#### [RECORDS PROVIDED]
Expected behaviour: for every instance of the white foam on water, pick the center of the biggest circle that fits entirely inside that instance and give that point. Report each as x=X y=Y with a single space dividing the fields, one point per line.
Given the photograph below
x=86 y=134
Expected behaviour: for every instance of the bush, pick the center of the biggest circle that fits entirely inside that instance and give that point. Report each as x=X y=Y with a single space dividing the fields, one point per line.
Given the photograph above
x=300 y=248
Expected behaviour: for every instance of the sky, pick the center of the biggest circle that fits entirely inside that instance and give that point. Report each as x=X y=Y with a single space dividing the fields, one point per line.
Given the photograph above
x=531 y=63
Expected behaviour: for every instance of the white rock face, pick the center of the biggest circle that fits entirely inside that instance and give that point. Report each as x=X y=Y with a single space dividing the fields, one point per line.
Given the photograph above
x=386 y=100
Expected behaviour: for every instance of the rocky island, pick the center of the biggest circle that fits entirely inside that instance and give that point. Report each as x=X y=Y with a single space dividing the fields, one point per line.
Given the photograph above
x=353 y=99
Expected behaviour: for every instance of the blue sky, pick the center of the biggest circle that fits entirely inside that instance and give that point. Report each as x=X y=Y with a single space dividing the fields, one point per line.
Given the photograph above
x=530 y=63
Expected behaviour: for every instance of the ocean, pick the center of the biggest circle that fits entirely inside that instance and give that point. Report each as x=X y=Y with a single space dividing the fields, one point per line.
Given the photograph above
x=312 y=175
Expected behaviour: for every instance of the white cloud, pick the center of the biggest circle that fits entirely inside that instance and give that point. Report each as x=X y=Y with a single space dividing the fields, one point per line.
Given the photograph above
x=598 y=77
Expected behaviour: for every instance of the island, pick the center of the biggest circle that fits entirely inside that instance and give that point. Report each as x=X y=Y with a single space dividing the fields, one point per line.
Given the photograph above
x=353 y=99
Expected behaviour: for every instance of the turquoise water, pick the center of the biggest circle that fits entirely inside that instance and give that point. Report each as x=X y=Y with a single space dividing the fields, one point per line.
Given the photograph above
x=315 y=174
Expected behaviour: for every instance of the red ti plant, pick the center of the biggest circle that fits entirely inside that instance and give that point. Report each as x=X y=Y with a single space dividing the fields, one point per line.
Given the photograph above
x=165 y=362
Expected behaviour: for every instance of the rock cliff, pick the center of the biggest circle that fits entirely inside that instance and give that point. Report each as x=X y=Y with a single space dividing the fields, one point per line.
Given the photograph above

#### [AIM]
Can you extract every line of the records above and reproduce each one word for word, keeping the original order?

#### [PROBLEM SOLUTION]
Expected behaviour: for every instance of the white foam on water, pick the center of the biggest circle that fits entirely inside that instance and give that point. Report each as x=X y=Y with a single space dividing the fields, one point per line.
Given the photograph below
x=86 y=134
Expected behaviour: for every instance of the bush, pick the center of the biggest circle that fits entirely inside that instance and give that point. Report each as x=X y=Y with a single space dividing the fields, one point per line.
Given the photograph above
x=300 y=248
Expected behaviour: for every instance of the sky, pick the center of the biggest circle that fits entirely inside that instance and give that point. Report each as x=X y=Y with a single space dividing the fields, one point per line.
Given the photograph above
x=531 y=63
Expected behaviour: for every instance of the white rock face, pick the center of the biggest circle that fits entirely inside that instance and give that point. Report each as x=X y=Y with a single space dividing the fields, one point per line.
Given the photograph above
x=386 y=100
Expected behaviour: for every instance of the rocky island, pick the center of the biggest circle that fits entirely inside that instance and give that point. Report each as x=X y=Y with a single space dividing the fields, one point per line.
Given the photograph above
x=353 y=99
Expected behaviour: for every instance of the blue sky, pick the center of the biggest circle that fits entirely inside that instance and give that point. Report each as x=X y=Y with a single space dividing the fields, one point per line.
Given the photograph above
x=530 y=63
Expected behaviour: for every instance of the ocean, pick the center of the biggest circle that fits entirely inside that instance and give that point. Report each as x=X y=Y with a single space dividing the fields, one point per line.
Given the photograph above
x=312 y=175
Expected behaviour: for every instance of the white cloud, pick the center of the biggest circle that fits entirely inside that instance and give that point. Report each as x=X y=Y with a single space dividing the fields, one point per line.
Given the photograph above
x=598 y=77
Expected behaviour: for every instance of the island, pick the center of the biggest circle that fits entirely inside that instance and give that point. Report each as x=X y=Y with a single space dividing the fields, one point per line.
Given the photograph above
x=353 y=99
Expected behaviour: for every instance of the turquoise water, pick the center of the biggest circle that fits entirely inside that instance and give that point. Report each as x=X y=Y with a single space dividing the fields, one point per line.
Given the photograph above
x=315 y=174
Expected behaviour: for every instance of the red ti plant, pick the center of the biggest circle that fits entirely inside that instance and give that point. Report each as x=X y=Y with a single space dividing the fields, one point per line.
Given the photograph above
x=165 y=362
Expected behaviour: for every instance of the rock cliff, pick the center of the biggest circle that fits entirely inside that instance and give that point. Report each as x=X y=Y with a single space dividing the fields, one point per line.
Given the photograph above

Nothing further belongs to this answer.